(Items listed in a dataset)
=======

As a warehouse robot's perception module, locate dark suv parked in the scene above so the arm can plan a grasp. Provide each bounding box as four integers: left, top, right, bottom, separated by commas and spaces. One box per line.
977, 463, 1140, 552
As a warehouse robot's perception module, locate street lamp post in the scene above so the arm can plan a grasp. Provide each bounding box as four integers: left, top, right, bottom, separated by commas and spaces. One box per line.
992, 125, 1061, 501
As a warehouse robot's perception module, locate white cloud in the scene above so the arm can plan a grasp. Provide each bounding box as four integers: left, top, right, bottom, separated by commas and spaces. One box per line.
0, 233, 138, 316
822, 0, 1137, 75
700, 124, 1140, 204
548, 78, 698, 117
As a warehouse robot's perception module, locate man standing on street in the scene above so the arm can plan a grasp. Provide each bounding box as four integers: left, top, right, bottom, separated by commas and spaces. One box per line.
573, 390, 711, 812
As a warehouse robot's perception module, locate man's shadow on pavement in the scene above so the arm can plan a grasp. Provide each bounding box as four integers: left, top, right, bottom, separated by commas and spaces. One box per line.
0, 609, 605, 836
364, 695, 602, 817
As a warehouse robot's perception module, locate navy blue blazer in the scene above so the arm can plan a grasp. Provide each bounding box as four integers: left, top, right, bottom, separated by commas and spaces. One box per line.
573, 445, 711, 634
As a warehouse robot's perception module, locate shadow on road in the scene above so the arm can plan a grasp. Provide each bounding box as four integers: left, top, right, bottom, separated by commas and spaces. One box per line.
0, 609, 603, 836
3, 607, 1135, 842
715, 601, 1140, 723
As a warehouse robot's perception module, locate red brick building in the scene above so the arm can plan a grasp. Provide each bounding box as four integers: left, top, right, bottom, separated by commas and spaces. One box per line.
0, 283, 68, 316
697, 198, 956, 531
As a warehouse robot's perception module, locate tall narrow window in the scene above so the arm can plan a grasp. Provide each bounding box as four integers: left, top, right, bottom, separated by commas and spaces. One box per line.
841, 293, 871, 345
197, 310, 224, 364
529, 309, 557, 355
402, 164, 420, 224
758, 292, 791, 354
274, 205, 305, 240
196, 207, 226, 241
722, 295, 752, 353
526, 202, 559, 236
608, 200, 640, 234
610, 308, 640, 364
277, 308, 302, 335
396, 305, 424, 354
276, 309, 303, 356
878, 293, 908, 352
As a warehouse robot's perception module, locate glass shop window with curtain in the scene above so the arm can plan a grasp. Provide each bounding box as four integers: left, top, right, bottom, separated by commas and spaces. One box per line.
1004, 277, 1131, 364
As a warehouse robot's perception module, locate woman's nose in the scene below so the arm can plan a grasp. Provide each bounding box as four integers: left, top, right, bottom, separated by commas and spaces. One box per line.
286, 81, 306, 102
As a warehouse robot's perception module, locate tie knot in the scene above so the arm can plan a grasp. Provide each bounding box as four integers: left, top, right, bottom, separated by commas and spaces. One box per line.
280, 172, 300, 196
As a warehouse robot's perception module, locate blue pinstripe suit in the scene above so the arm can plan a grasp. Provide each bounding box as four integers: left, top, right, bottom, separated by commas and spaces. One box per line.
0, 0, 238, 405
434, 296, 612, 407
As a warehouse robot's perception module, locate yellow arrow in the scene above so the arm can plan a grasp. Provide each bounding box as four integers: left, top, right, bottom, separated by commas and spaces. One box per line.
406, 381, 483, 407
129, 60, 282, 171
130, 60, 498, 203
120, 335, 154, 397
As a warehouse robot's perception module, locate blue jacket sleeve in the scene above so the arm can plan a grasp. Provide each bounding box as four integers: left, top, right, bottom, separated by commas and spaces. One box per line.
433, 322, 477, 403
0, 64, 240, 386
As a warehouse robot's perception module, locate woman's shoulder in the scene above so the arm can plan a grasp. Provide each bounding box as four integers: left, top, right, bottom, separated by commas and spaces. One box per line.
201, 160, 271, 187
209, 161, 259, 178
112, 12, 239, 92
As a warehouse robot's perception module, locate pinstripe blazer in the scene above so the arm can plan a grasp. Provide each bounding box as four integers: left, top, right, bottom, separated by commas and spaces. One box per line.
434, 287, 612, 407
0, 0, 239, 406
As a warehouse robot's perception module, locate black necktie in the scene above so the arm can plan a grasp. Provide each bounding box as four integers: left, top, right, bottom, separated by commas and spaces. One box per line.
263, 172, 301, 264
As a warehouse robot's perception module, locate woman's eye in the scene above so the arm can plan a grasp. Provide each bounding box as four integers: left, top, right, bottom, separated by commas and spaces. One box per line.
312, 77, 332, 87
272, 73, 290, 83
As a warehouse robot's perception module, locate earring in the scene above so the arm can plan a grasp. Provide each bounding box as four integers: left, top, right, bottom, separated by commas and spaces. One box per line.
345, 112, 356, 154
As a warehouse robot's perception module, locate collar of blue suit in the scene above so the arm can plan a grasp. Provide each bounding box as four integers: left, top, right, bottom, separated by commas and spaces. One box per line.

=======

WHAT NEEDS TO BE DONE: Your task is to repeat every entry exactly.

WRITTEN RESPONSE:
As a warehouse robot's perception module, locate dark suv parked in the scene above so the arm can plan a grasp. Provide each bounding box as four integers: left, top, right, bottom, separated by commas and spaces. One box per line.
977, 463, 1140, 552
As a warehouse robot's perception module, locate street lamp post in the scene above so the arm can plan a grasp. Provide each bounding box as four integers: left, top, right, bottom, separated by commas and spaces. One box per line.
992, 125, 1061, 501
As a warehouse robot's perception module, locate white cloud in the scene above so the arm can plan a grasp. Provide each bounding box as four integers: left, top, right, bottom, separated by commas and spaces. One box per line.
0, 233, 138, 316
822, 0, 1137, 75
700, 124, 1140, 204
548, 78, 698, 117
As a warehouse robot's perception module, locate man standing on street in the scene above so the arm can plan a grasp. Provide each bounding box as four integers: left, top, right, bottom, separated by commas and spaces. One box per line.
573, 390, 711, 812
As a warehouse robot's perception module, locate man's shadow on pavement in the scene above so the arm can plan a grasp. Provide each bounding box as four integers: left, top, right, bottom, separated by commas and spaces. One box per line.
0, 609, 605, 836
364, 695, 602, 817
As a warehouse robot's perception module, locate navy blue blazer in the scene above so the arm can plan a grasp. Provide each bounding box as four integers: left, top, right, bottom, separated by commas and spaces. One box per line.
573, 445, 711, 634
As a warehouse robot's perception module, locate shadow on road in the scene above so the arm can plan a grasp. Provide each bounding box as four integers: left, top, right, bottom, separated by commas and spaces. One box per line.
0, 609, 603, 836
3, 607, 1135, 842
715, 601, 1140, 723
As a warehouse robot's perception module, locate red brick building in the scene above so the arm can plan a grasp. Provide each bounding box as four integers: left, top, right, bottom, separated by commas and spaces. One box per line.
0, 283, 68, 316
697, 198, 956, 531
As a warehouse robot's perception module, locate tall narrow window in the scene above so the arm can plan a grasp. Provide each bounding box as four integers: left, top, right, bottom, separated by commas and spaces. One box per line.
841, 293, 871, 345
197, 310, 224, 364
529, 309, 557, 355
402, 164, 420, 224
758, 292, 791, 354
274, 205, 305, 240
196, 207, 226, 241
722, 295, 752, 353
526, 202, 559, 236
608, 200, 640, 234
610, 308, 640, 364
277, 308, 302, 335
396, 305, 424, 354
276, 309, 303, 356
878, 293, 908, 352
As a warehouse robot's perception module, locate glass shop window with curtain in the scene above so the arm can plan a grasp. Provide each bounding box as four integers: left, top, right, bottom, separated by commas and spaces. One box per line.
1004, 277, 1131, 364
As a warehouse robot's perception module, locate woman's nose in the scene below so the arm can plan a grasp. Provide each bounding box as four integers: left, top, right, bottom, separated by commas and spaces. One box per line.
286, 81, 306, 102
As a warehouse robot's perception module, locate tie knot in the scene above so the arm can plan a grasp. Provide each bounding box as four integers: left, top, right, bottom, separated by commas and spaces. One box per line.
280, 172, 300, 196
As a warehouse robot's perception module, locate blue pinstripe suit in the scene above so the arm can plan a grasp. Provide each bounding box as four integers: left, top, right, bottom, separated by commas and spaces. One box per line.
0, 0, 238, 405
434, 296, 612, 407
As a warehouse robot's perception module, locate yellow arrow in the scene above so the arm can plan a grasp. Provide each bounding box as four integers: left, top, right, bottom, separated by commas and spaces. One box per line.
406, 381, 483, 407
129, 60, 282, 171
130, 60, 498, 203
120, 335, 154, 397
As a warehouse robot's perception module, locate blue jacket sleeve in the scene above so the arm can plan a grasp. Provide each bounding box as four integers: left, top, right, bottom, separated by commas and spaces. One box per line.
433, 322, 477, 403
0, 64, 240, 386
As a warehouse robot's perception module, locate woman's shoulder in the scene above so the arm can plan a grasp. Provide each bounding box as four integers: left, top, right, bottom, separated by commas and spaces. One box per line.
201, 160, 271, 187
209, 161, 259, 178
112, 12, 239, 92
As a warehouse robot's perception module, locate pinstripe blazer in the scene above so the arm can plan a grasp. Provide each bounding box as four integers: left, top, right, bottom, separated by commas and spaces. One box per line.
434, 287, 612, 407
0, 0, 239, 406
As a warehouse robot's perception module, locate black necktie in the scene above so the arm can plan a grasp. Provide each bounding box as four integers: left, top, right, bottom, separated by commas and spaces. One box per line.
263, 172, 301, 264
As a warehouse robot's perception module, locate woman's eye in the scene above so the arm can plan a grasp. Provide each bounding box as four integers: left, top, right, bottom, separated by commas and spaces. One box per line.
312, 77, 332, 87
272, 73, 290, 83
As a warehouse robot's perception module, locate earring in the scene above so the arm can plan a grasp. Provide each bounding box as four integers: left, top, right, bottom, separated by commas and spaces. One box per line.
345, 112, 356, 154
As a warehouse robot's perception module, locate collar of blue suit in the scene above so the arm can plan a grasp. Provide each bounding box as four integers: left, top, right, bottom, separated by commas and spaces. One box per line.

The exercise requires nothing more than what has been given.